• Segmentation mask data
▬▬▬▬▬▬▬▬▬▬

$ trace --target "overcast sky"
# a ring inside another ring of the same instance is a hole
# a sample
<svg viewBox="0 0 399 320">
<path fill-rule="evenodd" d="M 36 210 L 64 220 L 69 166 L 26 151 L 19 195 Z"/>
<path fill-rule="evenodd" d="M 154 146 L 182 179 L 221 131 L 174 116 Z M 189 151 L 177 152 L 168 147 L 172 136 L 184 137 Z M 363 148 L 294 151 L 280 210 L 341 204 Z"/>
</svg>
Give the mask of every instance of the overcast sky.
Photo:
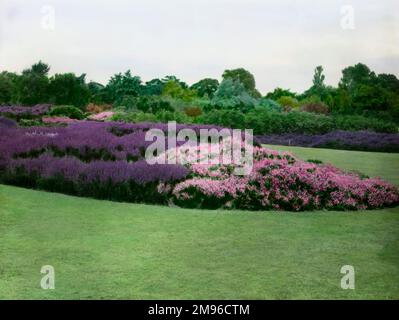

▬▬▬▬▬▬▬▬▬▬

• WHAT TO PRODUCE
All of the entries above are to be duplicated exactly, with every image left out.

• ANSWER TO THIS TASK
$ trace --target "overcast sky"
# a ring inside another ring of the same instance is a hole
# a sample
<svg viewBox="0 0 399 320">
<path fill-rule="evenodd" d="M 36 210 L 64 220 L 69 166 L 26 151 L 19 195 Z"/>
<path fill-rule="evenodd" d="M 154 146 L 182 179 L 221 131 L 174 116 Z M 189 151 L 177 152 L 168 147 L 172 136 L 184 137 Z M 363 148 L 294 151 L 280 210 L 341 204 Z"/>
</svg>
Give the mask of every instance of the overcast sky.
Photo:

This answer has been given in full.